(Records excerpted from a collection)
* START *
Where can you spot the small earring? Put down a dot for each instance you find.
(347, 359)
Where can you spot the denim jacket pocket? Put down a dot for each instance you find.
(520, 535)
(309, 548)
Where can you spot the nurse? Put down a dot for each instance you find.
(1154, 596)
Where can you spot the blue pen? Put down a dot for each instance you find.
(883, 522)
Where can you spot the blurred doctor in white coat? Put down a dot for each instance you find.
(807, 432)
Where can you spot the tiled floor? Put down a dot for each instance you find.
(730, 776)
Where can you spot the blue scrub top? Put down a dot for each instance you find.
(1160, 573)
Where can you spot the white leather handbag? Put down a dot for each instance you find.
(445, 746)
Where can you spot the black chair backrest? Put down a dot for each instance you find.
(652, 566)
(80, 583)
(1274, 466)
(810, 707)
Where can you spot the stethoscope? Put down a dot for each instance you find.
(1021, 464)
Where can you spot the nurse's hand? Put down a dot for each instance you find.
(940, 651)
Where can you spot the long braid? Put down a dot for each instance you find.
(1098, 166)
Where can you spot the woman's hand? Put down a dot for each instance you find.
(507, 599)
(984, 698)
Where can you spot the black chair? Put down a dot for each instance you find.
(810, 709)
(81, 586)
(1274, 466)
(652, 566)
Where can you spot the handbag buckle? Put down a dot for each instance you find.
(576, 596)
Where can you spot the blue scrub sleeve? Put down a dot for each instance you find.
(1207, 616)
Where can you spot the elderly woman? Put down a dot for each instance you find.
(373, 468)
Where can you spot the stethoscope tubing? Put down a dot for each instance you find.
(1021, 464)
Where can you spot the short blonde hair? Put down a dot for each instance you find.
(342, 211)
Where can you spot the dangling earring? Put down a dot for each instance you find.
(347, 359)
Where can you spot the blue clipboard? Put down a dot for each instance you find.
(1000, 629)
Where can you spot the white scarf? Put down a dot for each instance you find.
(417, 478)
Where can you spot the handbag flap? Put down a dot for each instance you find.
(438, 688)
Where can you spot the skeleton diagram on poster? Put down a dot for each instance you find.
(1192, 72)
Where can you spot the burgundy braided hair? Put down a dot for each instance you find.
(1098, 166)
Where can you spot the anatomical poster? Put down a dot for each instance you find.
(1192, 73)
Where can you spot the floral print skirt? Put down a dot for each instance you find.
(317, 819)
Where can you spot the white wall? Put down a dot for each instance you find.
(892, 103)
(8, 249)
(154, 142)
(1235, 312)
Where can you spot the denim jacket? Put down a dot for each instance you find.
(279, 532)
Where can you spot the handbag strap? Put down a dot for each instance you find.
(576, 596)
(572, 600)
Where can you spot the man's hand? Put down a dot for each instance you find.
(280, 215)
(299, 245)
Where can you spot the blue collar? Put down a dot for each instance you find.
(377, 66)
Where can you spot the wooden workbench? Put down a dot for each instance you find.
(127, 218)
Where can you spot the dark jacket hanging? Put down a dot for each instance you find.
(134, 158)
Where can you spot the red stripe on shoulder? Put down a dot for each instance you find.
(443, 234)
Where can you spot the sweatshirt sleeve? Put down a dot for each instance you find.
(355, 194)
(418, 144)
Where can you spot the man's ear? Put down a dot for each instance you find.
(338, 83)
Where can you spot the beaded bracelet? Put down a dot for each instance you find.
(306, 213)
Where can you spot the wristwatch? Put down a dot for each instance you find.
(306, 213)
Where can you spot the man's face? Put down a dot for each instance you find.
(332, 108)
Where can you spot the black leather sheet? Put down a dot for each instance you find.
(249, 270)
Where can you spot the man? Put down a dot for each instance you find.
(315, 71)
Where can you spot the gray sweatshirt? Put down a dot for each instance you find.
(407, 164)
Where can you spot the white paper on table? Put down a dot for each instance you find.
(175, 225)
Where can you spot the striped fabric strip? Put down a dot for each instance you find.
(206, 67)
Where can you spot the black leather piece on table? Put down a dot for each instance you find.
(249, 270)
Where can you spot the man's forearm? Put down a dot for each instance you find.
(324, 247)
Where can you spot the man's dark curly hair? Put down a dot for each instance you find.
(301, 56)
* END *
What is required | Write out all of the material above, line by line and word for word, leaving nothing out and changing nothing.

Solution for this problem |
Where can you spot the small earring? Put down a dot for each instance you find.
(347, 359)
Where can you spot the denim jacket pocket? Put down a dot for each instance you find.
(520, 535)
(309, 548)
Where can you spot the nurse? Put down a dot for each instance you find.
(1154, 596)
Where can you spot the blue pen? Put down a dot for each instance you find.
(883, 522)
Where can you spot the blurred doctor in white coat? Put down a dot for each instance you find.
(807, 432)
Where can you spot the tiled floor? Put down a dot for each instance you find.
(730, 776)
Where can you spot the blue scrub top? Put down a dot for each instance you find.
(1160, 573)
Where can you spot the white leather handbag? Put down a dot for each instance you find.
(445, 746)
Where can you spot the black chair backrest? Put down a dot for each instance you find.
(652, 566)
(80, 583)
(1274, 466)
(810, 707)
Where can you spot the stethoscope? Put down a dot for each instance you find.
(1021, 464)
Where can you spot the nurse's hand? Put down a dot for each instance you find.
(940, 651)
Where can you spot the long braid? Put down a dot for each instance you find.
(1098, 166)
Where can you spot the woman's hand? Put down a dot for each instance you find.
(507, 599)
(984, 698)
Where can you spot the black chair? Put down a dot for each instance you find.
(810, 709)
(81, 586)
(1274, 466)
(652, 566)
Where can you spot the handbag buckle? Put down a dot for each instance you find.
(576, 596)
Where can you spot the blue scrub sleeve? Put down a dot for each instance you find.
(1207, 616)
Where can you spot the elderly woman? Put down a dot for each instance you find.
(373, 468)
Where can you spot the stethoscope tubing? Put down a dot for each instance you find.
(1021, 464)
Where can you spot the short blonde hair? Put down a dot for each instance you find.
(342, 211)
Where can you spot the dangling earring? Put down a dot for each instance you find.
(347, 359)
Where can you spot the blue clipboard? Put down a dot for each instance you find.
(1000, 629)
Where can you spot the white scarf? Put down a dot for each instance you find.
(417, 478)
Where can you spot the handbag flap? Put down a dot for each instance you find.
(438, 688)
Where can you spot the skeleton diagram on poster? Put down a dot for each instance you find.
(1192, 72)
Where can you spot the burgundy braided hair? Put down a dot for each instance you find.
(1098, 166)
Where can you spot the anatomical poster? Put down a dot for each instance you find.
(1192, 73)
Where can you spot the floral print skirt? Put down a dot for each instance you find.
(317, 819)
Where can you spot the white wall? Put down a dot for each instance you find.
(892, 103)
(8, 249)
(154, 142)
(1235, 312)
Where can you spot the denim jacket? Put down a dot for each instance you find.
(279, 532)
Where can you spot the handbag strap? Put down a dot for each instance you find.
(576, 596)
(572, 600)
Where can you spot the man's hand? Put down a dot for each instance you find.
(280, 215)
(299, 245)
Where can you spot the blue collar? Put down a dot for each instance you find.
(377, 66)
Where can you spot the wooden workbench? Put down a dot for each instance you find.
(127, 218)
Where can you spot the dark jacket hanging? Put down a dot for each instance you find.
(134, 158)
Where can you spot the red stripe on shoulder? Put down a dot for each instance you find.
(443, 234)
Where can you spot the sweatshirt sleeve? Put down a dot for each instance you find.
(355, 194)
(418, 144)
Where can you spot the man's ear? Put down a dot for each instance you find.
(338, 83)
Where can you spot the beaded bracelet? Put down a dot for each instance you find.
(306, 213)
Where can you spot the wristwatch? Put down a dot for each instance you find.
(306, 213)
Where can you spot the man's face? Put down a dot for each instance you find.
(332, 108)
Where can you spot the black leather sheet? Put down a dot for each instance you find.
(249, 270)
Where can you spot the man? Put down a dot for each instance you find.
(315, 71)
Where can you spot the gray sweatshirt? Put down a dot for each instance you find.
(407, 164)
Where can you spot the white paper on table? Put down a dot for each instance you find.
(175, 225)
Where can you spot the striped fabric strip? Put down a dot for each instance you find.
(206, 67)
Where can you spot the black leather piece on table? Put down a dot for each instance you find.
(249, 270)
Where can you spot the man's forearm? Put down a dot for each instance you find.
(324, 247)
Where can you spot the man's dark curly hair? Put down a dot for each instance you find.
(301, 56)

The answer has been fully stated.